◆ LIST OF TASKS
1) Extract everything from "On both. And" down to "a production perspective?" in the call transcript below, keeping the wording unchanged.
2) In the call transcript below, how much water per day is currently being injected into the flanks at Costayaco?

Jamie Somerville - TD Securities Equity Research

Analyst

Okay. If I may, in Brazil, are your newer lands focused more on the tight oil play or on the shale play?

Dana Coffield

Analyst

On both. And it's something we just now start talking about and one of the reasons for taking up this land is the fact that we actually have 2 plays. The tight sands and the shale oil or oil shale plays that you mentioned. So it's really chasing both plays on this larger expanse of land we have available to us.

Operator

Operator

Your next question comes from the line of Matt Portillo with Tudor, Pickering, Holt. Matthew Portillo - Tudor, Pickering, Holt & Co. Securities, Inc., Research Division: Just a few quick questions for me. In terms of Costayaco, I was wondering if you could give us an update on how the reservoir is performing versus your expectation. Has there been any change to kind of your timeframe for when you expect the reservoir to start to decline from a production perspective?

Dana Coffield

Analyst

No, it continues to do extremely well. I'll let Shane speak to it, but the water injector is going well, the production is doing fantastic. So it's continuing to perform very well, but maybe Shane can expand on that. Shane P. O’Leary: Yes, I mean, the water injection program -- water plug program we have I'd say is textbook. It's -- we're seeing a fantastic pressure response in both the T-sand and the Caballos reservoirs. We're now injecting about 26,000 barrels a day of water into the flanks, the flank of the structure, and the sweep efficiency is extremely high. And we're going to ramp that up probably by the end of the year to about 34,000 barrels of water per day. So continuing to build up pressure. It's hard to say when decline will come. We continue to be surprised on the upside. And Costayaco continues to overachieve. Sometime next year would be our best guess, but it's very difficult to say. Matthew Portillo - Tudor, Pickering, Holt & Co. Securities, Inc., Research Division: Great. And then, I guess that -- with that commentary in mind, is there -- I guess, upside -- additional upside potential just from the recovery factors versus what you've been given credit so far for from a reserve auditor perspective? Shane P. O’Leary: There's still some. Every year, if you look -- sort of look at the history of Costayaco, every year, we've had technical revisions upward because the reservoir continues to produce much better than the reservoir models are predicting, or the reservoir models that the reserve auditor are using. And so there is still some -- the 3P is still higher than the 2P, which is higher than the 1P. And so, over time, those -- all of those categories will collapse into one another and we think we'll achieve the ultimate 3P of the field, which is around 60 million barrels gross.

◆ RECORDED INFORMATION
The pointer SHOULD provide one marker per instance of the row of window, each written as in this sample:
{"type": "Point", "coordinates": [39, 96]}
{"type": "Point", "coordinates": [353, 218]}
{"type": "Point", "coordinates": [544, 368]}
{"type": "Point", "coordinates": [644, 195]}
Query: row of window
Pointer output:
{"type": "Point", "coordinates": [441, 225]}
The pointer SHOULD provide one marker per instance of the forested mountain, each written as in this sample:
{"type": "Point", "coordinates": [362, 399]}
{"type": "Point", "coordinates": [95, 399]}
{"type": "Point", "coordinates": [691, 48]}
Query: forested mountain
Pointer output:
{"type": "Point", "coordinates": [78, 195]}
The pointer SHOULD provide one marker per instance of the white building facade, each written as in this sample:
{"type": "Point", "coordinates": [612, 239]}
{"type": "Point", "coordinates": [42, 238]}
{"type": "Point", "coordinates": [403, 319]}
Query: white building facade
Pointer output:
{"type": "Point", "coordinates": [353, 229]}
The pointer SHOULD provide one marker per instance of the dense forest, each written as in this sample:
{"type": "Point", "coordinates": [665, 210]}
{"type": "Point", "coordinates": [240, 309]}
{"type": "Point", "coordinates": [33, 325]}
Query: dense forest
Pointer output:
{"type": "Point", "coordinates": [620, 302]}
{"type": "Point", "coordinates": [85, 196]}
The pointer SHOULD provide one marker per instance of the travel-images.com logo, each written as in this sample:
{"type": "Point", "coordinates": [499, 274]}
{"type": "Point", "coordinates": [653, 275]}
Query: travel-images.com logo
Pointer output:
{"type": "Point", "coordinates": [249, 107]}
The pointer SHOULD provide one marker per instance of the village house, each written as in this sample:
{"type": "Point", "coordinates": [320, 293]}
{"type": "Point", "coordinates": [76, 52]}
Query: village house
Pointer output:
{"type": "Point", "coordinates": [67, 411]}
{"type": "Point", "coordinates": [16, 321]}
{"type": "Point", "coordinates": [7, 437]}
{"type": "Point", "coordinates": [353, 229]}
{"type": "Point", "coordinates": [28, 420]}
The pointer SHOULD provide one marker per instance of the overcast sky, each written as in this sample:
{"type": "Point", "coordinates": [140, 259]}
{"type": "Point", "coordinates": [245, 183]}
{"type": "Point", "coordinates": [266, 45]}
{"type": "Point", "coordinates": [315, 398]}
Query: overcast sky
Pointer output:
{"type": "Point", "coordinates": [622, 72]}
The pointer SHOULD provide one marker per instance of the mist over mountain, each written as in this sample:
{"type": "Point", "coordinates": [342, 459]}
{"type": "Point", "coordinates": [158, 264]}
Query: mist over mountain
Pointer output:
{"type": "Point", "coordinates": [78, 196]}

◆ RESULTS IN ORDER
1)
On both. And it's something we just now start talking about and one of the reasons for taking up this land is the fact that we actually have 2 plays. The tight sands and the shale oil or oil shale plays that you mentioned. So it's really chasing both plays on this larger expanse of land we have available to us.

Operator

Operator

Your next question comes from the line of Matt Portillo with Tudor, Pickering, Holt. Matthew Portillo - Tudor, Pickering, Holt & Co. Securities, Inc., Research Division: Just a few quick questions for me. In terms of Costayaco, I was wondering if you could give us an update on how the reservoir is performing versus your expectation. Has there been any change to kind of your timeframe for when you expect the reservoir to start to decline from a production perspective?

2) About 26,000 barrels a day.